» Görev 1:
Listede "of the grass" ifadesini içeren satırdan listenin sonuna kadar, iki uç da dahil olmak üzere tüm satırları, her satır bir dize olacak biçimde bir JSON listesine aktar. Boş satırları dışarıda bırak.

» Gösterilen metin:
______________________________
بِسْمِ ٱللَّهِ ٱلرَّحْمَٰنِ ٱلرَّحِيمِ

وَهُوَ ٱلَّذِى سَخَّرَ ٱلْبَحْرَ لِتَأْكُلُواْ مِنْهُ لَحْمًا طَرِيًّا وَتَسْتَخْرِجُواْ مِنْهُ حِلْيَةً تَلْبَسُونَهَا وَتَرَى ٱلْفُلْكَ مَوَاخِرَ فِيهِ وَلِتَبْتَغُواْ مِن فَضْلِهِۦ وَلَعَلَّكُمْ تَشْكُرُونَ ١٤

O denizi de yararınıza sundu ki, oradan elde edilen taze etler yiyesiniz ve diplerinden süs olarak kullanacağınız takılar çıkarasınız; gemilerin, dalgaları yara yara denizde süzüldüklerini görürsün. Nimetlerini araştırasınız ve ola ki, kendisine şükredesiniz diye Allah, denizi yararınıza sundu.

– Seyyid Kutub

وَأَلْقَىٰ فِى ٱلْأَرْضِ رَوَٰسِىَ أَن تَمِيدَ بِكُمْ وَأَنْهَٰرًا وَسُبُلًا لَّعَلَّكُمْ تَهْتَدُونَ ١٥

Allah, yeryüzünde sarsılmayasınız diye köklü dağlar, yolunuzu şaşırmayasınız diye nehirler ve yollar meydana getirdi.
______________________________
» Görev 2:
Gösterilen metne göre Allah yeryüzünde dağları, nehirleri ve yolları hangi amaçla meydana getirmiştir? Bir ile üç cümle arasında açıkla.

[Koordinat işaretleme kayıtları]
______________________________
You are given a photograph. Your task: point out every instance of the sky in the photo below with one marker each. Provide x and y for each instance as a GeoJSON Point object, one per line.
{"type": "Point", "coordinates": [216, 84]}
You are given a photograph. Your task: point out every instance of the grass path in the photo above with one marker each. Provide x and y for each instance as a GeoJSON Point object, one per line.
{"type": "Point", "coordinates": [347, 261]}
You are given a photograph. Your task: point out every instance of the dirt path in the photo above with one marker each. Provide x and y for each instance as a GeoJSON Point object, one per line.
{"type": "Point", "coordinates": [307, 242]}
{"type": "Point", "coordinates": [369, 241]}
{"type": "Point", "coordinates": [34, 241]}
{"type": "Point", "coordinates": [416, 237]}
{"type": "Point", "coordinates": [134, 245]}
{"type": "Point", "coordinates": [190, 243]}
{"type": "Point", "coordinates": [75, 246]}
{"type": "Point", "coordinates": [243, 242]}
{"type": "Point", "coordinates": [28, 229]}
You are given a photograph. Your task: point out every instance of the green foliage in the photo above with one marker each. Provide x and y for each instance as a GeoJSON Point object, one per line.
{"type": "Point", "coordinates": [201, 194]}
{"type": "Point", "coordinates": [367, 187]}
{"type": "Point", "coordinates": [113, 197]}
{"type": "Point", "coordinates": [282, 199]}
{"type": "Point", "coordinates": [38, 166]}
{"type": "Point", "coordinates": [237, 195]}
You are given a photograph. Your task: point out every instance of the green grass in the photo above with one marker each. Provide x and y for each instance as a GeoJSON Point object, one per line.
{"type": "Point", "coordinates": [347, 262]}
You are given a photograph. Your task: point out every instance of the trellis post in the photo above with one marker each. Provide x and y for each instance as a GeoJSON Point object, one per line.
______________________________
» Tam yanıt 1:
[
  "You are given a photograph. Your task: point out every instance of the grass path in the photo above with one marker each. Provide x and y for each instance as a GeoJSON Point object, one per line.",
  "{\"type\": \"Point\", \"coordinates\": [347, 261]}",
  "You are given a photograph. Your task: point out every instance of the dirt path in the photo above with one marker each. Provide x and y for each instance as a GeoJSON Point object, one per line.",
  "{\"type\": \"Point\", \"coordinates\": [307, 242]}",
  "{\"type\": \"Point\", \"coordinates\": [369, 241]}",
  "{\"type\": \"Point\", \"coordinates\": [34, 241]}",
  "{\"type\": \"Point\", \"coordinates\": [416, 237]}",
  "{\"type\": \"Point\", \"coordinates\": [134, 245]}",
  "{\"type\": \"Point\", \"coordinates\": [190, 243]}",
  "{\"type\": \"Point\", \"coordinates\": [75, 246]}",
  "{\"type\": \"Point\", \"coordinates\": [243, 242]}",
  "{\"type\": \"Point\", \"coordinates\": [28, 229]}",
  "You are given a photograph. Your task: point out every instance of the green foliage in the photo above with one marker each. Provide x and y for each instance as a GeoJSON Point object, one per line.",
  "{\"type\": \"Point\", \"coordinates\": [201, 194]}",
  "{\"type\": \"Point\", \"coordinates\": [367, 187]}",
  "{\"type\": \"Point\", \"coordinates\": [113, 197]}",
  "{\"type\": \"Point\", \"coordinates\": [282, 199]}",
  "{\"type\": \"Point\", \"coordinates\": [38, 166]}",
  "{\"type\": \"Point\", \"coordinates\": [237, 195]}",
  "You are given a photograph. Your task: point out every instance of the green grass in the photo above with one marker each. Provide x and y for each instance as a GeoJSON Point object, one per line.",
  "{\"type\": \"Point\", \"coordinates\": [347, 262]}",
  "You are given a photograph. Your task: point out every instance of the trellis post in the photo above with one marker each. Provide x and y for each instance as a GeoJSON Point object, one per line."
]

» Tam yanıt 2:
Metne göre Allah köklü dağları, insanlar sarsılmasın diye meydana getirmiştir. Nehirleri ve yolları ise insanlar yollarını şaşırmasın diye meydana getirmiştir.